(Records)

----------------

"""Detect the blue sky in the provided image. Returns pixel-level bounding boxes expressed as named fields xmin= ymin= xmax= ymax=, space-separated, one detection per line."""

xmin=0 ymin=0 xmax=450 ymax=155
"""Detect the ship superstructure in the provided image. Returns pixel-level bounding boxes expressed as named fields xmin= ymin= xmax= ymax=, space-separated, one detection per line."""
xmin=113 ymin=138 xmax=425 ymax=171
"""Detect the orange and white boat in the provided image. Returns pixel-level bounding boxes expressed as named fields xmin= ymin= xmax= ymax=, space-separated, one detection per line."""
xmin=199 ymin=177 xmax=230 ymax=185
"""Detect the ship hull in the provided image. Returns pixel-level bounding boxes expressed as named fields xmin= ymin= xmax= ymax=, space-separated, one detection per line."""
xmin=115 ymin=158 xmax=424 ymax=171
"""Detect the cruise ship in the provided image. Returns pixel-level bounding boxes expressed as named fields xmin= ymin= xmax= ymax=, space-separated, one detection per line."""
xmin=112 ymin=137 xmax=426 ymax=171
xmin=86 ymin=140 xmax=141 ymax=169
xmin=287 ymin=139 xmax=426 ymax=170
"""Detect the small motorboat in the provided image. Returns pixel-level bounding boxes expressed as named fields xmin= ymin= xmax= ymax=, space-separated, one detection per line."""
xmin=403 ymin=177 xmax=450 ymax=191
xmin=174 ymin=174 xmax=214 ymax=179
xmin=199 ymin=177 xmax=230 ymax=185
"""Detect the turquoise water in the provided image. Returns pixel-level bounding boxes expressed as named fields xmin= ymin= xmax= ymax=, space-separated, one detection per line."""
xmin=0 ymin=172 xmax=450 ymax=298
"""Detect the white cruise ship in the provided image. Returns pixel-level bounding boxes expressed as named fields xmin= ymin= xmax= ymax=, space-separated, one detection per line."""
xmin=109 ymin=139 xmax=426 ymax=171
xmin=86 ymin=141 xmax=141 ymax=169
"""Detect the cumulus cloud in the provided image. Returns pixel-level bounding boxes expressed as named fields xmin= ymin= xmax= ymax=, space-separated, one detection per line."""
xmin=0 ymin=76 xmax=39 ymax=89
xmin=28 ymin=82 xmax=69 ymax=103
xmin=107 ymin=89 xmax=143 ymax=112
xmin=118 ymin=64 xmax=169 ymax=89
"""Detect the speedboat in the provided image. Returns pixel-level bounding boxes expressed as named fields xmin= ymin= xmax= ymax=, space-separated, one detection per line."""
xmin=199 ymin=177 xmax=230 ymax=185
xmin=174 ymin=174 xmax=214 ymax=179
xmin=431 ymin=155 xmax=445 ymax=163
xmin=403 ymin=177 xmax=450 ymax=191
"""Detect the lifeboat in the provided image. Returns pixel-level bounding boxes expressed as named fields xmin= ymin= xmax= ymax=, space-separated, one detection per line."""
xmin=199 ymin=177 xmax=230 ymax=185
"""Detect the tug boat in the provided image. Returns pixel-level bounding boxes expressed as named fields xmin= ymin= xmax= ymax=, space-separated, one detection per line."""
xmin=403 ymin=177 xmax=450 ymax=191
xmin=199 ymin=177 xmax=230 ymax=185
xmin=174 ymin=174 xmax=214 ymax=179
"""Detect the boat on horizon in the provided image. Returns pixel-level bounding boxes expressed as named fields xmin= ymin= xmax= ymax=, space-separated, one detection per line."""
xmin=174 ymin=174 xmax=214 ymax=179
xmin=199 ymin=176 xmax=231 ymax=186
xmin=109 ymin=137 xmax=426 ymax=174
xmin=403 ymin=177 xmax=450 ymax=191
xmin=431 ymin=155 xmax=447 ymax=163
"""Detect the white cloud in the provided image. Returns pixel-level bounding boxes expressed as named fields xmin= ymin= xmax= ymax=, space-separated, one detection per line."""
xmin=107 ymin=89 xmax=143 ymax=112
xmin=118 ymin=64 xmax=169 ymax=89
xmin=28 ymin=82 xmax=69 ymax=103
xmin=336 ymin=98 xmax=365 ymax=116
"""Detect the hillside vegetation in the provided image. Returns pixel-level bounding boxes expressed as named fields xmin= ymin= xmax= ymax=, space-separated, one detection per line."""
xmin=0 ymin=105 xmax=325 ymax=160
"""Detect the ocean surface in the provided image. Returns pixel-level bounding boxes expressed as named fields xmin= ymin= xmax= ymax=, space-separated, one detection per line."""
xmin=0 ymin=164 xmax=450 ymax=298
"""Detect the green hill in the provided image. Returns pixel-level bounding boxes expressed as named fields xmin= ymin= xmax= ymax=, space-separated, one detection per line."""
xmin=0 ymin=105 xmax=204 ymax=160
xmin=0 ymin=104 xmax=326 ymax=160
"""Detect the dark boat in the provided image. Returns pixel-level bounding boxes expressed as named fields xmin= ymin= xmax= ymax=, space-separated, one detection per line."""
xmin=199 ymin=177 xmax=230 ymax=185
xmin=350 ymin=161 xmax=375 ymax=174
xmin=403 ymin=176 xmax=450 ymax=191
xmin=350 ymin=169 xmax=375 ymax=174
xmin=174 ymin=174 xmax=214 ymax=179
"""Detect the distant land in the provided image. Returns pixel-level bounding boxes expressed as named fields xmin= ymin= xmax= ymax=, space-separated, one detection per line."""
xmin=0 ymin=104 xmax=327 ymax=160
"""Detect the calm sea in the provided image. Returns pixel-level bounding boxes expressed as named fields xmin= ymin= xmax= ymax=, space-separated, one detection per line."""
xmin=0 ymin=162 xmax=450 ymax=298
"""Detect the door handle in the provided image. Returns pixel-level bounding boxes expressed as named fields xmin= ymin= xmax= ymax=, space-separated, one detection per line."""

----------------

--- DIRECTION ---
Start at the line that contains "the white cloud" and go through the end of the items. Reproduce every line in that span, and adjust each bounding-box coordinate by adding -14 to it.

--- COMPLETED TASK ---
"""Detect the white cloud in the provided image. Returns pixel-level bounding boxes expressed as named fields xmin= ymin= xmax= ymax=, space-separated, one detection per line."""
xmin=93 ymin=75 xmax=129 ymax=98
xmin=104 ymin=50 xmax=155 ymax=75
xmin=14 ymin=68 xmax=55 ymax=89
xmin=322 ymin=84 xmax=351 ymax=102
"""Detect the hillside vegetation in the provided image. Returns pixel-level bounding boxes expressed as named fields xmin= ymin= xmax= ymax=, space-separated, one detection per line."""
xmin=-14 ymin=91 xmax=311 ymax=146
"""Detect the ocean surface in the provided image. Returns pixel-level bounding boxes expressed as named fields xmin= ymin= xmax= ymax=, space-separated, one detection per line."""
xmin=-14 ymin=150 xmax=436 ymax=284
"""Detect the green hill in the provided image. Returns pixel-level bounding boxes expressed as named fields xmin= ymin= xmax= ymax=, space-separated, one detection per line."""
xmin=-14 ymin=91 xmax=190 ymax=146
xmin=-14 ymin=90 xmax=312 ymax=146
"""Detect the dark boat in the provided image. Returns pixel-level bounding boxes expressed as named fields xmin= ymin= xmax= ymax=, space-separated, one detection per line."""
xmin=185 ymin=163 xmax=216 ymax=171
xmin=336 ymin=147 xmax=361 ymax=160
xmin=389 ymin=162 xmax=436 ymax=177
xmin=336 ymin=155 xmax=361 ymax=160
xmin=160 ymin=160 xmax=200 ymax=165
"""Detect the distant land in the provided image. Returns pixel-level bounding boxes expressed as named fields xmin= ymin= xmax= ymax=, space-separated, one detection per line."""
xmin=-14 ymin=90 xmax=313 ymax=146
"""Detect the calm sea in the provided image. Returns pixel-level bounding boxes expressed as named fields xmin= ymin= xmax= ymax=, space-separated, one detection per line."""
xmin=-14 ymin=148 xmax=436 ymax=284
"""Detect the door handle in the provided image. Returns pixel-level bounding boxes expressed as named fields xmin= ymin= xmax= ymax=, space-separated, one detection per line."""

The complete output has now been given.